Required work: The answer is all of the entries below, repeated exactly and free of pictures.

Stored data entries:
§

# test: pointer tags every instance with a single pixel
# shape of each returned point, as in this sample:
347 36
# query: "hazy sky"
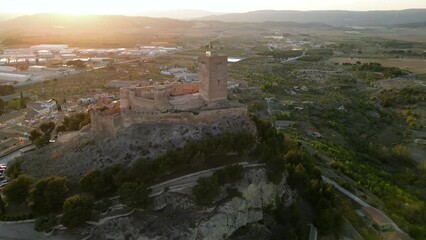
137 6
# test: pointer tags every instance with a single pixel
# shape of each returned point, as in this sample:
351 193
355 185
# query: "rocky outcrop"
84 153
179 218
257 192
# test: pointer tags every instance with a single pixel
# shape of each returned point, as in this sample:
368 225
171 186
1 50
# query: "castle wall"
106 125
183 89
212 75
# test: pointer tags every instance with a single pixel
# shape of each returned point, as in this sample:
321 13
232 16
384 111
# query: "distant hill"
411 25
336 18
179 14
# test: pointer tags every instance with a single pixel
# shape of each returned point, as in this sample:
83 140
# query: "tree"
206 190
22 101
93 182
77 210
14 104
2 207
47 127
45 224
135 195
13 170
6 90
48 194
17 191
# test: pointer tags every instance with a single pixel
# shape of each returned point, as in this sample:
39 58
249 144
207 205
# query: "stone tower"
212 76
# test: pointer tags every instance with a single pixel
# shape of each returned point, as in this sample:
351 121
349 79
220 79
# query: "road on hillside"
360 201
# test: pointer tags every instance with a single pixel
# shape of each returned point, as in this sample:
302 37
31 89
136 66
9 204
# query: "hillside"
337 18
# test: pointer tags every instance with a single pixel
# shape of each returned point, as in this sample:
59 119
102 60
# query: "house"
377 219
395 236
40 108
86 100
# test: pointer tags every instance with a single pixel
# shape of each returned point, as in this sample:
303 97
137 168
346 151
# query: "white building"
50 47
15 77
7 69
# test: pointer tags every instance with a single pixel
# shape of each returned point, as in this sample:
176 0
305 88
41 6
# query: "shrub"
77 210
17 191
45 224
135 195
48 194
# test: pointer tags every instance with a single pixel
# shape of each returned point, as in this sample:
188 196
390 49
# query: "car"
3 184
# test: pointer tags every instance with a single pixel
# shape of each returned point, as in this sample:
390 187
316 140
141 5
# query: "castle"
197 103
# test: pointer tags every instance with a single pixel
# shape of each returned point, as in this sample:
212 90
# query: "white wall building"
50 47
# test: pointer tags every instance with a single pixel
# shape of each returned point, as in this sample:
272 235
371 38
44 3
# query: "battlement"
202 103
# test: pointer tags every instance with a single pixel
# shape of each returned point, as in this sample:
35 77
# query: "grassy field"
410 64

§

Result of this task:
# test: pointer tags every instance with a single pixel
# shape of each returned point, as in this sample:
347 36
# query: "hazy sky"
137 6
# test: pointer tags every instance with a single pixel
# shape of each returned point, as in this sample:
351 193
355 185
# query: "rocky outcrop"
84 153
179 218
257 192
# test: pointer tags every instance with a single pixel
# shape of each returned point, as in this sample:
368 225
171 186
1 50
# query: "castle wall"
106 125
183 89
212 75
# test: pointer tags every instance with a single pixel
# shape of each returned point, as in this sample:
321 13
232 16
384 111
# query: "distant hill"
411 25
336 18
179 14
# test: pointer tags every instance with a single pixel
# shape of each returned point, as in this sample:
83 140
# query: "tree"
206 190
22 101
93 182
77 210
14 104
2 207
47 127
45 224
135 195
13 170
6 90
48 194
17 191
# test: pointer tags every instance with a single pixel
# shape of each returned point, as in this sample:
39 58
249 144
207 205
# query: "stone tower"
212 76
# test: pointer tags every instance with a single pixel
# shape of each returned point, as in this sample:
351 121
349 79
220 79
# query: "road on hillside"
360 201
# test: pointer tags every instance with a single pixel
# shape of each returned point, as in this sample:
302 37
31 89
136 66
9 204
# query: "hillside"
337 18
# test: pointer tags every instance with a single pixel
# shape of each returned point, as in this sample:
59 119
102 60
# query: "house"
377 219
395 236
40 108
86 100
# test: pointer tags every instance with a single pixel
# shape of each returned point, as in this sample:
303 97
137 168
346 151
# query: "white building"
50 47
15 77
7 69
# test: pointer tags every instance with a single pixel
# shape of each returned point, as in this sample:
176 0
305 88
41 6
# query: "shrub"
77 210
17 191
45 224
135 195
48 194
# test: pointer tags every instance with a single pixel
# shape of each returned point, as in this sample:
188 196
390 49
# query: "car"
3 184
# test: pointer tags every instance with a single pixel
# shape of each returned point, as in this sample:
390 187
316 140
141 5
# query: "castle"
197 103
# test: pointer tags every instance with a single pixel
# shape of each returned point, as in this sample:
212 90
# query: "white wall building"
50 47
# test: pointer tags every instance with a single pixel
# shape of each returned point, as in this sample:
272 235
371 38
44 3
# query: "battlement"
202 103
# test: pointer tags every instance with a single pixel
# shape of each returned point, as in this sample:
35 77
# query: "grassy field"
410 64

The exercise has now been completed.